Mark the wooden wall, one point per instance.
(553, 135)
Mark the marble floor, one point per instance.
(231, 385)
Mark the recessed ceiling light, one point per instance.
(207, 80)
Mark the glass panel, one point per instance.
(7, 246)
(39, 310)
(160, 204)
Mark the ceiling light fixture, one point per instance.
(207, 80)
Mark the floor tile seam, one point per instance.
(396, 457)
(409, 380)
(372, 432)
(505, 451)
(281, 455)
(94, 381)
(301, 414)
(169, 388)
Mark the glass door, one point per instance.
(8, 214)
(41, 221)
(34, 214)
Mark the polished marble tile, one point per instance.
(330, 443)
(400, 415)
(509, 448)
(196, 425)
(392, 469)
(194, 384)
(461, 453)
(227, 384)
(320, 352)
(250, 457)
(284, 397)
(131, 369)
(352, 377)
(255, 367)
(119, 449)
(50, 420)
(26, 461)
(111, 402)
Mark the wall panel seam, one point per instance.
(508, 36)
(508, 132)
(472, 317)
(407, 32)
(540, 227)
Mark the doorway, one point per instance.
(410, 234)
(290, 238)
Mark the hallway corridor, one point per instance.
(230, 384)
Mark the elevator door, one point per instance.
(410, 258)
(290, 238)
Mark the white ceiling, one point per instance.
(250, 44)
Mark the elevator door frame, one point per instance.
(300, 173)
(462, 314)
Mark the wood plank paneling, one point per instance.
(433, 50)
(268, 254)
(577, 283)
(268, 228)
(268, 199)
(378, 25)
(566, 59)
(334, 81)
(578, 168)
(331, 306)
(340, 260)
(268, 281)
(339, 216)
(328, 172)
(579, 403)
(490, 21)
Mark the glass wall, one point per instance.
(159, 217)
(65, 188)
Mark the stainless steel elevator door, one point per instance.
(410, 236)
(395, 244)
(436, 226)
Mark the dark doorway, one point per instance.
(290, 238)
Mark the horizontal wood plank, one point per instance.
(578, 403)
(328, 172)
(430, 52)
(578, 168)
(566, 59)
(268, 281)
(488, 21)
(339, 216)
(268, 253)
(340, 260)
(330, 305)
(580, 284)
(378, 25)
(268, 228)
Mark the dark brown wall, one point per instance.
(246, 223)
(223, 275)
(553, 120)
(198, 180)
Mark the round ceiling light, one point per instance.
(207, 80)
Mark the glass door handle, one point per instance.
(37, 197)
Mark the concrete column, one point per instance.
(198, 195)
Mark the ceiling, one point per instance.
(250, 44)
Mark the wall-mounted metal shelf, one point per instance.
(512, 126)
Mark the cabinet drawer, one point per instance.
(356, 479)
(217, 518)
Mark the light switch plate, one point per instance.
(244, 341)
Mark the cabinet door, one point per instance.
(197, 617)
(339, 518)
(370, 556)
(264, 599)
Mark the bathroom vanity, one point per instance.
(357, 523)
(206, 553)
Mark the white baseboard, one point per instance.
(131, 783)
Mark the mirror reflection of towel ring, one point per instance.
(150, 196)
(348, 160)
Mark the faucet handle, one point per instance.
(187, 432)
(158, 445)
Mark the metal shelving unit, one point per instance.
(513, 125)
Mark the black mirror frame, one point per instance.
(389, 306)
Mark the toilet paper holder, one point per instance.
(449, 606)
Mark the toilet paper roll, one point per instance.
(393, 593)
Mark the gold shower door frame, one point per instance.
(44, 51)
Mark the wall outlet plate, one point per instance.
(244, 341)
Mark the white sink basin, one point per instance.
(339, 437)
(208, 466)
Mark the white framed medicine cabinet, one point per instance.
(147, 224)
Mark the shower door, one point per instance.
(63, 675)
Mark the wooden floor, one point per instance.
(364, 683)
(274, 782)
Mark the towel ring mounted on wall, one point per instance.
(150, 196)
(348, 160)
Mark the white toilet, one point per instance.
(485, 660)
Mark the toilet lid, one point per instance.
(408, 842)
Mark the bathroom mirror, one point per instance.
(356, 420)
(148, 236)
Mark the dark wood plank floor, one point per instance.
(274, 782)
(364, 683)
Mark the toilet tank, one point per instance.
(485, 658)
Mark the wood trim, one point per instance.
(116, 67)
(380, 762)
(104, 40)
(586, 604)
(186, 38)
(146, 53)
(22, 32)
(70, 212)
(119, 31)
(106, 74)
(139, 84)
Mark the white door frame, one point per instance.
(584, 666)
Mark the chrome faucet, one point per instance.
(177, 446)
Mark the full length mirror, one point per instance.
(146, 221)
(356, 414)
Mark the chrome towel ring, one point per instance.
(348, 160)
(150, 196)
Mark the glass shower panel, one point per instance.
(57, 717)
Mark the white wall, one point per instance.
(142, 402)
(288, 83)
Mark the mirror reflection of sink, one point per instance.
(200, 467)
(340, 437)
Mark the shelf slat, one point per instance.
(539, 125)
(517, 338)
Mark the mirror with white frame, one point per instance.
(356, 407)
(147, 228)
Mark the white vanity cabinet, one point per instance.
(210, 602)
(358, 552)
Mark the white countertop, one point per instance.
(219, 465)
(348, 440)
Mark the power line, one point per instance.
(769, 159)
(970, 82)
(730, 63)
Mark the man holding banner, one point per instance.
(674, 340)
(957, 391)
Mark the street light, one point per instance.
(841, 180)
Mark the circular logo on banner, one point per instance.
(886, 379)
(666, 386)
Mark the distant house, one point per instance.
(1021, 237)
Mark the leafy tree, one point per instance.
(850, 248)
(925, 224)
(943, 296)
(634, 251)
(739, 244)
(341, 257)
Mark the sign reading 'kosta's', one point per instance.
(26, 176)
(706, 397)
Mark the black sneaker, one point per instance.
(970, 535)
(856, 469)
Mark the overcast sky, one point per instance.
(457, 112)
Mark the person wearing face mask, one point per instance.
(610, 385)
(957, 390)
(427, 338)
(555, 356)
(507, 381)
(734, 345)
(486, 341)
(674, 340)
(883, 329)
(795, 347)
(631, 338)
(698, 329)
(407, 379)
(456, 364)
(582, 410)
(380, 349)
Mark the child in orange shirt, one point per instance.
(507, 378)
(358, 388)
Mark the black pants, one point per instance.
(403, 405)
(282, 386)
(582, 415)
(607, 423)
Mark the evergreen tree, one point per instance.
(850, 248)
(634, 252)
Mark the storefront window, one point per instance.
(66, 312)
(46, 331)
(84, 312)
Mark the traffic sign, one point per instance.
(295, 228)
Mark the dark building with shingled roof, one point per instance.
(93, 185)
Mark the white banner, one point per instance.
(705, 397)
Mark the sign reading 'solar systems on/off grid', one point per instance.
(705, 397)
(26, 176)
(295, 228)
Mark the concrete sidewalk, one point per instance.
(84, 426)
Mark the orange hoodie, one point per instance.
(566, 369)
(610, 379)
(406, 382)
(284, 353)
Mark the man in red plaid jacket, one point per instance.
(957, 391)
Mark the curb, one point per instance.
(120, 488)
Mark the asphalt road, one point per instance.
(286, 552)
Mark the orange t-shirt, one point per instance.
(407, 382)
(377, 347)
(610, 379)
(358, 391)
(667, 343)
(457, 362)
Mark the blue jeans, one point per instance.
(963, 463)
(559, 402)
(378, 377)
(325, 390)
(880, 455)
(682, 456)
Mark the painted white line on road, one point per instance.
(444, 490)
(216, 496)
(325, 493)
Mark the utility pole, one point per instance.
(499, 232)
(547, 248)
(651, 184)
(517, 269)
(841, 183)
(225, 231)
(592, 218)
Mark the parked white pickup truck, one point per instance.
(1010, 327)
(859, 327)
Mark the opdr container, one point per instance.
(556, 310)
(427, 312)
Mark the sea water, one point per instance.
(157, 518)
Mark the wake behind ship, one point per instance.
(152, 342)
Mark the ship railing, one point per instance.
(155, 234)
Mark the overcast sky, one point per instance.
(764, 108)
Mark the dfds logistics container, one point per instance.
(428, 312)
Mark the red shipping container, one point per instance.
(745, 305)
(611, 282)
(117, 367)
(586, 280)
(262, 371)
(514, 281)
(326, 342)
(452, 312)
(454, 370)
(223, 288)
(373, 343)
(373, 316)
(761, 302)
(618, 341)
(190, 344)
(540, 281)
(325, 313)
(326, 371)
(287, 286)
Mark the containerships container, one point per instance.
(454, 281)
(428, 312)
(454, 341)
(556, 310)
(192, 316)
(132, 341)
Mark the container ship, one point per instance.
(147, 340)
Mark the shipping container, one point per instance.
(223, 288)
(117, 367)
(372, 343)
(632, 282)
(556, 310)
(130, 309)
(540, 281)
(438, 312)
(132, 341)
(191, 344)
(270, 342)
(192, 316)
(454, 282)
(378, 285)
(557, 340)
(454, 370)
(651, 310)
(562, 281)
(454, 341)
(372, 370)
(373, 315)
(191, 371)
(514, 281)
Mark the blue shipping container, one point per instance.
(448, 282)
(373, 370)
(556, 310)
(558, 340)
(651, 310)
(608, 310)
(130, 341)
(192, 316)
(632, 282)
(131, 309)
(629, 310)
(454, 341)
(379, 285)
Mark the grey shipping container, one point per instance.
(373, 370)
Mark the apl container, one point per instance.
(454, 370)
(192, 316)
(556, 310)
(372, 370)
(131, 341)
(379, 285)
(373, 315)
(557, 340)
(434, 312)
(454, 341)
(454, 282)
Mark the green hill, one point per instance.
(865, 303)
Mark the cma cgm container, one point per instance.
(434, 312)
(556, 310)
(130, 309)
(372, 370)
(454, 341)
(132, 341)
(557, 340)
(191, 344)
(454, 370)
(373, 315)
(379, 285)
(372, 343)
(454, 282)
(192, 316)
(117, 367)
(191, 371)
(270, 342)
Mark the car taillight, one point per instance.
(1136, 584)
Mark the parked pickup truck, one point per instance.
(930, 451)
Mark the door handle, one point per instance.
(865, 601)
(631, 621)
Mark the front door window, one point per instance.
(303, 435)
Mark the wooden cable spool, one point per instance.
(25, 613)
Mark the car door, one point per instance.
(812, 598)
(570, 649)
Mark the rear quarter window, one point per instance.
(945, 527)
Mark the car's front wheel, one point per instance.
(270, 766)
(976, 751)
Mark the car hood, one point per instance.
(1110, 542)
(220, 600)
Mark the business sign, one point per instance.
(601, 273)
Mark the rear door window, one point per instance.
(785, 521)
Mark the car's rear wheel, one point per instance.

## Work item:
Go to the line containing "Mark the car hood, one point per instance." in the listing. Print it and every line through the last one, exactly and with nothing more.

## Output below:
Mark the car hood, one point per instance.
(1110, 542)
(220, 600)
Mark the business sign, one point per instance.
(601, 273)
Mark the rear door window, one point per instance.
(785, 521)
Mark the car's rear wheel, one point per instance.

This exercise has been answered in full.